_Task brief_
Restate exactly, and only, the lines spanning from the one with "Target: black blazer" to the end of the records below.

[Dataset entries]
==================================================

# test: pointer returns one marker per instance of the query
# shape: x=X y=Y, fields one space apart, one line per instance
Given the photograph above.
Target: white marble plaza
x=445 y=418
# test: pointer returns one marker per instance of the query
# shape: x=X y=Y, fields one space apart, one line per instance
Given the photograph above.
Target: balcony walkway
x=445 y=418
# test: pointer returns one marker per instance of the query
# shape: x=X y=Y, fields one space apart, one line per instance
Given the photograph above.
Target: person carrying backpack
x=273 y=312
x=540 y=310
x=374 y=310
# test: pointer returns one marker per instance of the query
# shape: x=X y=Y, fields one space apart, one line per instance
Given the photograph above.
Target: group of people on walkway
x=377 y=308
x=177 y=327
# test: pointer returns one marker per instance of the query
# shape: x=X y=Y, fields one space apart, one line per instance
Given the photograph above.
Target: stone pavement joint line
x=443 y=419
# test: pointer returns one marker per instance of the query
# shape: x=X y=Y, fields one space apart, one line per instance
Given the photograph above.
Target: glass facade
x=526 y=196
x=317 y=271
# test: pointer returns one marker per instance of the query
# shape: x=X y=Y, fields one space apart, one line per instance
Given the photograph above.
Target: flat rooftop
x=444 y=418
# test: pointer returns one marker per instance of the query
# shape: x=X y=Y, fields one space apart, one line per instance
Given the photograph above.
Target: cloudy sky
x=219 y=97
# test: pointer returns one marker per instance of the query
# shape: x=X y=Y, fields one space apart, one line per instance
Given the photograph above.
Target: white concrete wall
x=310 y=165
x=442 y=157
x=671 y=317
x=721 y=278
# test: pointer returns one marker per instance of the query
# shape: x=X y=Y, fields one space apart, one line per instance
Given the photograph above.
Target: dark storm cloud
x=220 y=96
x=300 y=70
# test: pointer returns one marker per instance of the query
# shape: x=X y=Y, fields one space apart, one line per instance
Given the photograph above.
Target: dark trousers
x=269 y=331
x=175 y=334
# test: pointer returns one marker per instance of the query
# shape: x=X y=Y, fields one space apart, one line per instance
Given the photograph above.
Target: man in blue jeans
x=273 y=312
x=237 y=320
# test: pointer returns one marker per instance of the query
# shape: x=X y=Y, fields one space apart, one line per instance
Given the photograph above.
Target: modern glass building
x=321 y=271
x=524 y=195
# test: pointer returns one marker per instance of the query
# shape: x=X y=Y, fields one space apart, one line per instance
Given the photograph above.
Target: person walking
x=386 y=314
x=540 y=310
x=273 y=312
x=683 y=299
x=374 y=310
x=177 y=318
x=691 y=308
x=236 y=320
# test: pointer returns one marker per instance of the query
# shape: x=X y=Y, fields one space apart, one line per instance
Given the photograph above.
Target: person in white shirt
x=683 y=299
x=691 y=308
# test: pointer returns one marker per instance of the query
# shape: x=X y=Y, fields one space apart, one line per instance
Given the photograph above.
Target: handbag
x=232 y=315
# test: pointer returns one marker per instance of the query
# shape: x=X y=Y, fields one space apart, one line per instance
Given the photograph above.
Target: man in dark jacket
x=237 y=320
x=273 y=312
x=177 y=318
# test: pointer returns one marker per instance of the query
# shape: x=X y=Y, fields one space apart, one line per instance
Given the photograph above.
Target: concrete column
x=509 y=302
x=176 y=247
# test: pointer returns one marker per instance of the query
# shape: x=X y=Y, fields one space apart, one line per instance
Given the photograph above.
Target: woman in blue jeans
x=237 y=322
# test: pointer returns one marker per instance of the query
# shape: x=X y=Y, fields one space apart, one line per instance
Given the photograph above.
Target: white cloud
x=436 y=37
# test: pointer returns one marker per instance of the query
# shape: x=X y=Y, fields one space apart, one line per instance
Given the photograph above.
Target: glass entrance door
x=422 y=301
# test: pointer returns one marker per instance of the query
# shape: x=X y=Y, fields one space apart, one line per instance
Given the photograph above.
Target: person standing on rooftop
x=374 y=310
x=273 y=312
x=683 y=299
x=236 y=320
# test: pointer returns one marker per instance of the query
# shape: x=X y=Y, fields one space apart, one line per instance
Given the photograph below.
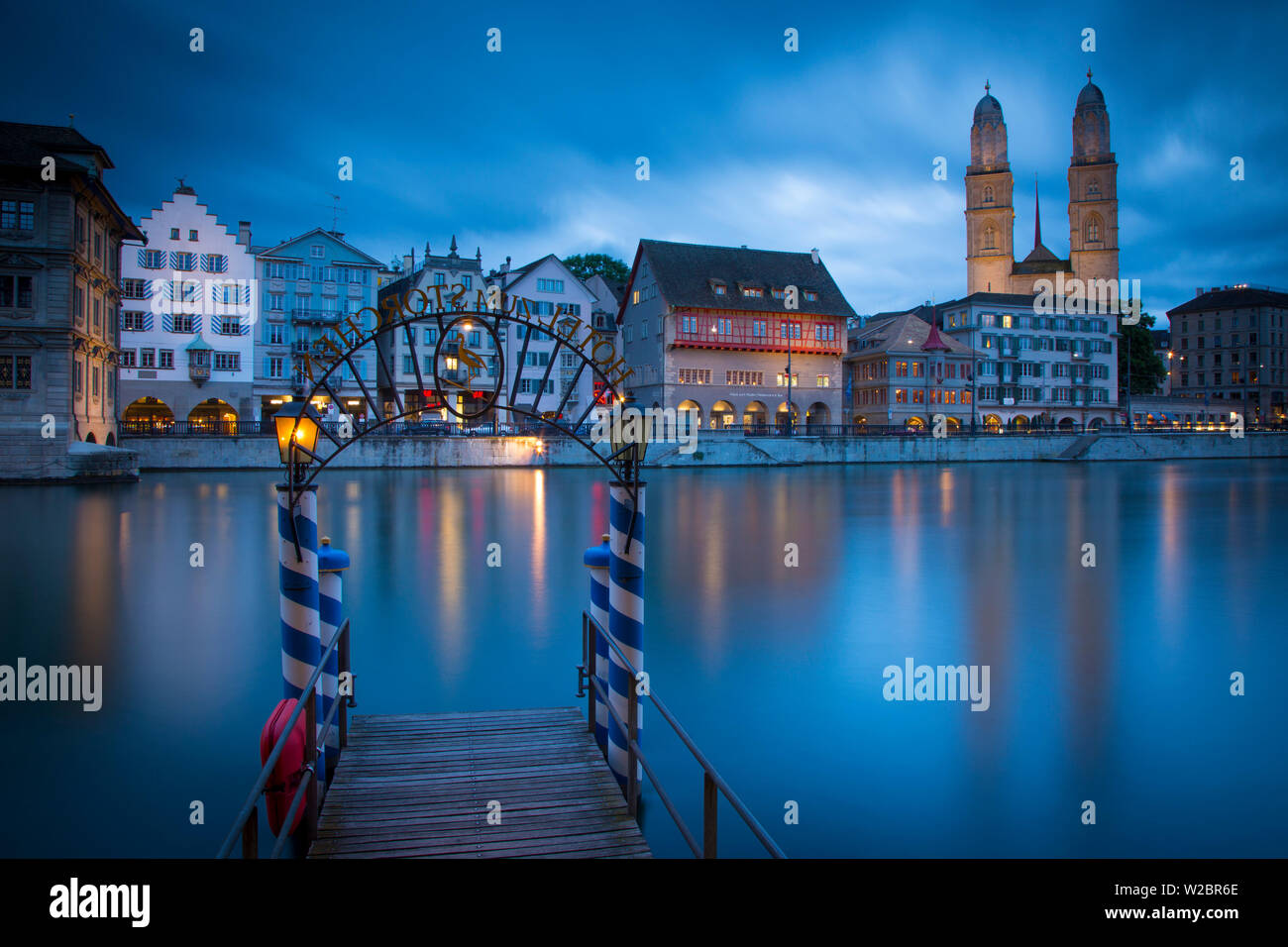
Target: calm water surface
x=1107 y=684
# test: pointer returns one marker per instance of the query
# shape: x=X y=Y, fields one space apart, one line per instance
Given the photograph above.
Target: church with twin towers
x=991 y=261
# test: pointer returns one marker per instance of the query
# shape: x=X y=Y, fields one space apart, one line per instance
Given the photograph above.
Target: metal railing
x=439 y=428
x=712 y=784
x=246 y=825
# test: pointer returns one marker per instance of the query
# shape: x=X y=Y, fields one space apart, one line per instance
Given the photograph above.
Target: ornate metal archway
x=458 y=368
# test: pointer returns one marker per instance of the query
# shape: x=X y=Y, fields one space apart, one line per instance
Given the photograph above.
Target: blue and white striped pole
x=331 y=565
x=625 y=613
x=596 y=562
x=301 y=625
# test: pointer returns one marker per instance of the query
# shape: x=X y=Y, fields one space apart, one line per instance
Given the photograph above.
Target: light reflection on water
x=1108 y=684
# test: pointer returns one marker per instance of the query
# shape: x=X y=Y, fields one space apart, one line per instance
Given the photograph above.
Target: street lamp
x=790 y=416
x=297 y=424
x=630 y=453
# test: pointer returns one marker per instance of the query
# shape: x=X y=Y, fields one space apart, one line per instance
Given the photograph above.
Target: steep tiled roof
x=906 y=334
x=1232 y=298
x=26 y=145
x=686 y=273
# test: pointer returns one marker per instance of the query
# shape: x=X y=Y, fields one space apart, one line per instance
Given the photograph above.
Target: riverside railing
x=246 y=825
x=712 y=784
x=437 y=428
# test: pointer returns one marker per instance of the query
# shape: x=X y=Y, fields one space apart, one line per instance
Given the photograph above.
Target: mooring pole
x=331 y=566
x=301 y=629
x=625 y=611
x=596 y=560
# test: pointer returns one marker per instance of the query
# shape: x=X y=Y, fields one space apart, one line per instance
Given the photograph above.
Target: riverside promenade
x=715 y=449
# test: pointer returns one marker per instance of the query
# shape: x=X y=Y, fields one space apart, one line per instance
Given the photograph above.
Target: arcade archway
x=150 y=411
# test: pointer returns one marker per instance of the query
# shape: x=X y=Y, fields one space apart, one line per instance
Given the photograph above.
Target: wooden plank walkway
x=419 y=787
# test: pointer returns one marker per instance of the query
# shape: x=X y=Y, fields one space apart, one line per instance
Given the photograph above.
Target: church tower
x=1093 y=189
x=990 y=214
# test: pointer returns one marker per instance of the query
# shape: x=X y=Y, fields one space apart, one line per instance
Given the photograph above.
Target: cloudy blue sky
x=532 y=150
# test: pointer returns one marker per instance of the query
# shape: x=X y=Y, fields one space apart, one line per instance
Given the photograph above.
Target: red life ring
x=288 y=768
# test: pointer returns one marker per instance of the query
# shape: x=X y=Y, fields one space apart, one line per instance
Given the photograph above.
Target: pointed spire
x=1037 y=215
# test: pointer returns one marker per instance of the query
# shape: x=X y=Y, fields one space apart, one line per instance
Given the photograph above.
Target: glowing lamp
x=297 y=424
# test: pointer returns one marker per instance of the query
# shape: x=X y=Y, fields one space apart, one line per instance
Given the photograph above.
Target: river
x=1108 y=684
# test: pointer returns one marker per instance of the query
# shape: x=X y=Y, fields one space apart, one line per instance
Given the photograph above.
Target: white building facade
x=546 y=376
x=308 y=286
x=1037 y=368
x=188 y=315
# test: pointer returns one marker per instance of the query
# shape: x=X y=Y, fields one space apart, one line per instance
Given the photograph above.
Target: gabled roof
x=905 y=335
x=612 y=295
x=687 y=272
x=27 y=145
x=1020 y=299
x=320 y=232
x=535 y=264
x=1232 y=298
x=520 y=273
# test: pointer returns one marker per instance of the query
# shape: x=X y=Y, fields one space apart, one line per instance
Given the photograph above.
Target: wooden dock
x=420 y=787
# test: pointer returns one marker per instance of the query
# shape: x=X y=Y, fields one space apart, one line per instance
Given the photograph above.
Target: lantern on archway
x=296 y=424
x=629 y=438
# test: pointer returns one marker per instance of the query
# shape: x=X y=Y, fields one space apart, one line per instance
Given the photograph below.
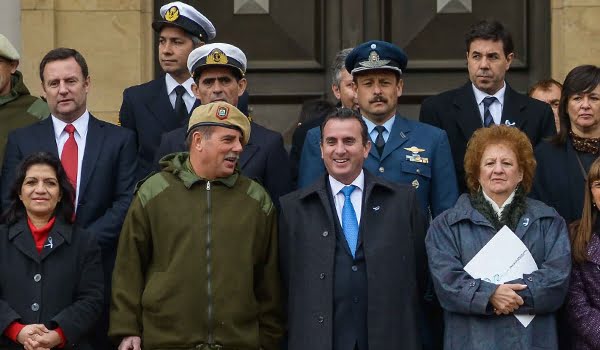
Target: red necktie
x=68 y=157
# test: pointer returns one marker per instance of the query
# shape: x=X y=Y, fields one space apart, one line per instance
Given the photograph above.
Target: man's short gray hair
x=338 y=65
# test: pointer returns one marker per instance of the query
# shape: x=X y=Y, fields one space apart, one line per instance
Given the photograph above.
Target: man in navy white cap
x=17 y=107
x=165 y=103
x=219 y=71
x=404 y=151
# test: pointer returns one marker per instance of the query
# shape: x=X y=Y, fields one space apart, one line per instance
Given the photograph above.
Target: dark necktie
x=487 y=115
x=349 y=221
x=180 y=108
x=380 y=141
x=68 y=157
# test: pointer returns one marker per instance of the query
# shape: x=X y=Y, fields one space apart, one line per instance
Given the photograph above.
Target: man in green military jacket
x=197 y=261
x=17 y=107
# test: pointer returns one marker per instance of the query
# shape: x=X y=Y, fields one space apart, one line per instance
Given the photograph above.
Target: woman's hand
x=505 y=300
x=30 y=331
x=48 y=340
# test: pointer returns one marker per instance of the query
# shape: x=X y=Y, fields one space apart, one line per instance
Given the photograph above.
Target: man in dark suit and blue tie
x=486 y=99
x=352 y=251
x=164 y=103
x=99 y=158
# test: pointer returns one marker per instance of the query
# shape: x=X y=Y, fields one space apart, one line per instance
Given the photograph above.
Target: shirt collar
x=499 y=209
x=480 y=95
x=388 y=124
x=80 y=124
x=337 y=186
x=172 y=84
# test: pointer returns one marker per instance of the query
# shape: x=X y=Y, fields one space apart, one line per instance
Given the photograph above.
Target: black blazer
x=559 y=181
x=68 y=291
x=147 y=111
x=263 y=159
x=395 y=264
x=456 y=112
x=107 y=173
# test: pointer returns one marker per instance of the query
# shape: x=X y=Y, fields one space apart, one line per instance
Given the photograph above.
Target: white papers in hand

==================================================

_Solved exercise_
Target: black blazer
x=559 y=181
x=68 y=291
x=147 y=111
x=263 y=159
x=395 y=264
x=456 y=112
x=107 y=173
# test: pointer returns one marker per instance of the query
# shape: x=X y=Y, fields one space apart, one line per instance
Given the photograph above.
Target: white papers in hand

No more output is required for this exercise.